(Fragmento del texto):
((

Un colectivo laboral donde no escasea la entusiasta y productiva fuerza juvenil hace del central Majibacoa uno de los más eficientes del país en la actual contienda azucarera

Autor:

Juan Morales Agüero

MAJIBACOA, Las Tunas.— Cuenta la leyenda que en época de la colonia existió en cierta comarca tunera un cacique llamado Jibacoa. Un conquistador español se enamoró perdidamente de su bellísima hija Yahíma. Al no ser correspondido, planeó raptarla. Pero la joven se enteró a tiempo y huyó en compañía de su padre. Nunca más se volvió a saber de ellos. En honor a ambos, la región adoptó el apelativo de Majibacoa, asociación de la última sílaba de Yahíma con la palabra Jibacoa.

))

(Solicitud 1): ¿Puedes reescribir las filas desde su inicio hasta la línea con "(832, 1238)", incluida esta, sustituyendo "slender branch" por "thin twig" y sin cambiar nada más?
El fragmento sobre Majibacoa y las filas son materiales independientes entre sí.

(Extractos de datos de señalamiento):

((

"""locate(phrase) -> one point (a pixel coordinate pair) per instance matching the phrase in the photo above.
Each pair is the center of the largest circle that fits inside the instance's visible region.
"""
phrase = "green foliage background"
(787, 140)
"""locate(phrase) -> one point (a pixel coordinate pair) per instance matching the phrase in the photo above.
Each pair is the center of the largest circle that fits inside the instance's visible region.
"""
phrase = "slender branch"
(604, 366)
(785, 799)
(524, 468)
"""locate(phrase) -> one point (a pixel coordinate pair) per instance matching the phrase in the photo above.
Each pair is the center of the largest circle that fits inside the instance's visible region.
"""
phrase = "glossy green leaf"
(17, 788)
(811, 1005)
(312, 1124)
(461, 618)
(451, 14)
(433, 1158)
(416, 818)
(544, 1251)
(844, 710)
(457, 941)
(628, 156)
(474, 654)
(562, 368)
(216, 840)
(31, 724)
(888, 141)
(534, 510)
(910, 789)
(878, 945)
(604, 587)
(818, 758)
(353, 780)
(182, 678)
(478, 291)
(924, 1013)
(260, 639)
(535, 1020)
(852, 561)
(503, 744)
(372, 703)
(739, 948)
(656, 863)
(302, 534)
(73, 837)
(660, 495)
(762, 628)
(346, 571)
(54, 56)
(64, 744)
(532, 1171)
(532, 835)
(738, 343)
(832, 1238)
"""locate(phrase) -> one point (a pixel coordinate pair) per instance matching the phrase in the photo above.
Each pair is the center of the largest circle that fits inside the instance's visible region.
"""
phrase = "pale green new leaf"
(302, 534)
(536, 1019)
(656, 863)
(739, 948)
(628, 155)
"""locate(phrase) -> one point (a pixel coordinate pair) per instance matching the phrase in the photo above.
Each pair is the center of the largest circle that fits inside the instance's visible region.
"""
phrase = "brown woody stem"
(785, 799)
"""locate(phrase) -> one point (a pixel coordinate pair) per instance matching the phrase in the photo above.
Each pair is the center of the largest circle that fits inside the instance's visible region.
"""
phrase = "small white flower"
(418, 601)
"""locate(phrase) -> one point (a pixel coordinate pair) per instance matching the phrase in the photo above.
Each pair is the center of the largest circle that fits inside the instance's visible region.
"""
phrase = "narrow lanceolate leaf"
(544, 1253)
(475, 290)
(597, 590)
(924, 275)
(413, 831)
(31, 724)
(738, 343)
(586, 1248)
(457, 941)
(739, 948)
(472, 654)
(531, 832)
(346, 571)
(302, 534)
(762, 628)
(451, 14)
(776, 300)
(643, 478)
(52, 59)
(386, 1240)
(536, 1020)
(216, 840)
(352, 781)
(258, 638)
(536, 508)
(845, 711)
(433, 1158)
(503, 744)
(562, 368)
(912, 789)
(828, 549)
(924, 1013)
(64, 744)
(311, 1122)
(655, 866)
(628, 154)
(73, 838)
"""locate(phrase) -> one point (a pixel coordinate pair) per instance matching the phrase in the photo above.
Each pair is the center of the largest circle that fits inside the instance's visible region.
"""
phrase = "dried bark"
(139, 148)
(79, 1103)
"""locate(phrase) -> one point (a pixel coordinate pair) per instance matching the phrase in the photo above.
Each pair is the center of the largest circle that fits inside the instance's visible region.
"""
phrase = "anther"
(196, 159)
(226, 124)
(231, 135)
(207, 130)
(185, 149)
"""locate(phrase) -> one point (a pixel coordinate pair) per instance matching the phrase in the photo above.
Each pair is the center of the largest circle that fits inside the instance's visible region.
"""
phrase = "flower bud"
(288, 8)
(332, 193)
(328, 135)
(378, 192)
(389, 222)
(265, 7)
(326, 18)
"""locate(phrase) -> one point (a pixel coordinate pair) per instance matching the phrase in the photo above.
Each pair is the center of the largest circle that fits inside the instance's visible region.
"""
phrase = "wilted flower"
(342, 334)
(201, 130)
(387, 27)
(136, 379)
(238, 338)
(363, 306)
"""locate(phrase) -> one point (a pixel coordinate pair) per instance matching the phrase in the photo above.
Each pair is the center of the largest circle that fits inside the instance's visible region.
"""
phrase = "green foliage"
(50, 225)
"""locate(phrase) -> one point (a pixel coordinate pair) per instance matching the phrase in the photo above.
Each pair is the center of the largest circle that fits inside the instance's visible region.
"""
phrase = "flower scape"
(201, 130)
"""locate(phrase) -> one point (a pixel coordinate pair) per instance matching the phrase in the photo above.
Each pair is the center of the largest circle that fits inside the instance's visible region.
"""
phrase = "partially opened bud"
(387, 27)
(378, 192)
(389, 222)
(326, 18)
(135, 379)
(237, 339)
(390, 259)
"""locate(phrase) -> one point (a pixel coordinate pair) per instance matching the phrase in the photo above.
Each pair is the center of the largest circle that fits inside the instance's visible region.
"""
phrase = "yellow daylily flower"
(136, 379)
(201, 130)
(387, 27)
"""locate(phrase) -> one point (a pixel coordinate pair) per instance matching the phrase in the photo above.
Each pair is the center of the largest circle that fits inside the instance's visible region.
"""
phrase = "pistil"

))

(Solicitud 2): ¿Puedes transcribir del fragmento sobre Majibacoa el pasaje que va desde "Un colectivo laboral" hasta "la palabra Jibacoa.", ambos incluidos?

(Resultado 1):
"""locate(phrase) -> one point (a pixel coordinate pair) per instance matching the phrase in the photo above.
Each pair is the center of the largest circle that fits inside the instance's visible region.
"""
phrase = "green foliage background"
(787, 140)
"""locate(phrase) -> one point (a pixel coordinate pair) per instance matching the phrase in the photo above.
Each pair is the center of the largest circle that fits inside the instance's visible region.
"""
phrase = "thin twig"
(604, 366)
(785, 799)
(524, 468)
"""locate(phrase) -> one point (a pixel coordinate pair) per instance matching the phrase in the photo above.
Each pair is the center of the largest circle that fits inside the instance's visible region.
"""
phrase = "glossy green leaf"
(17, 788)
(811, 1005)
(312, 1124)
(461, 618)
(451, 14)
(433, 1158)
(416, 818)
(544, 1251)
(844, 710)
(457, 941)
(628, 156)
(474, 654)
(562, 368)
(216, 840)
(31, 724)
(888, 141)
(534, 510)
(910, 789)
(878, 945)
(604, 587)
(818, 758)
(353, 780)
(182, 678)
(478, 291)
(924, 1013)
(260, 639)
(535, 1020)
(852, 561)
(503, 744)
(372, 703)
(739, 948)
(656, 863)
(302, 534)
(73, 837)
(660, 495)
(762, 628)
(346, 571)
(54, 56)
(64, 744)
(532, 1171)
(532, 835)
(738, 343)
(832, 1238)

(Resultado 2):
Un colectivo laboral donde no escasea la entusiasta y productiva fuerza juvenil hace del central Majibacoa uno de los más eficientes del país en la actual contienda azucarera

Autor:

Juan Morales Agüero

MAJIBACOA, Las Tunas.— Cuenta la leyenda que en época de la colonia existió en cierta comarca tunera un cacique llamado Jibacoa. Un conquistador español se enamoró perdidamente de su bellísima hija Yahíma. Al no ser correspondido, planeó raptarla. Pero la joven se enteró a tiempo y huyó en compañía de su padre. Nunca más se volvió a saber de ellos. En honor a ambos, la región adoptó el apelativo de Majibacoa, asociación de la última sílaba de Yahíma con la palabra Jibacoa.